## Work to complete
From the hearing excerpt below, list each type of substance named in the phrase that replaced the term "intoxicated."

REPRESENTATIVE ROKEBERG commented: "Mr. Chairman, this is the
carrot and stick and the penalty provisions of the alcohol package
that is emanating from the House this year." The intention is to
separate the vehicle from the habitual offender. CSHB 4(FIN)am
also emphasizes certain elements of treatment, particularly for
those who are incarcerated. He offered to answer questions.
CHAIRMAN TAYLOR asked why the term "intoxicated" was changed to
"under the influence of an alcoholic beverage, inhalant, or
controlled substance."
REPRESENTATIVE ROKEBERG said that change was made for a number of
reasons. The term, "driving while under the influence ..." is more
applicable throughout the United States and inhalants and other
controlled substances were added to the definition. He believes
that lowering the blood alcohol level (BAC) from .1 to .08 and
changing the name of the offense sends a message to the public:
think before you drink and get behind the wheel. When the
legislature lowers the standard and changes the name of the
offense, a person will have to decide whether he or she is under
the influence rather than intoxicated. He believes it is important
to send the message to the public that the legislature is serious
about stopping this offense from occurring.
CHAIRMAN TAYLOR asked at what level Representative Rokeberg
believes a person is under the influence.

## Collected data
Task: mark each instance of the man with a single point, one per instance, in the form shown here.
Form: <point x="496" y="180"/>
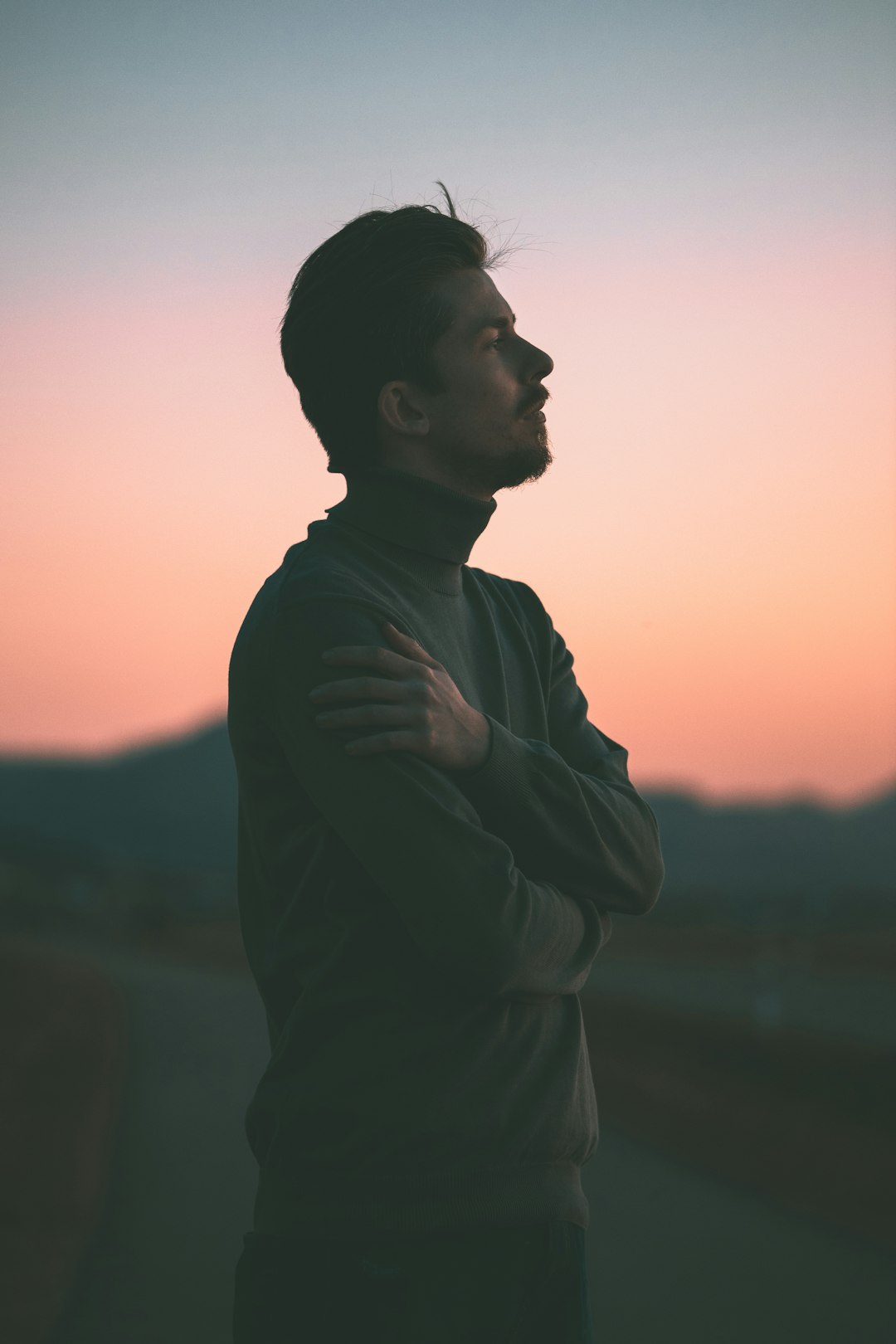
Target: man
<point x="426" y="871"/>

## Solution to this problem
Alcoholic beverage, inhalant, controlled substance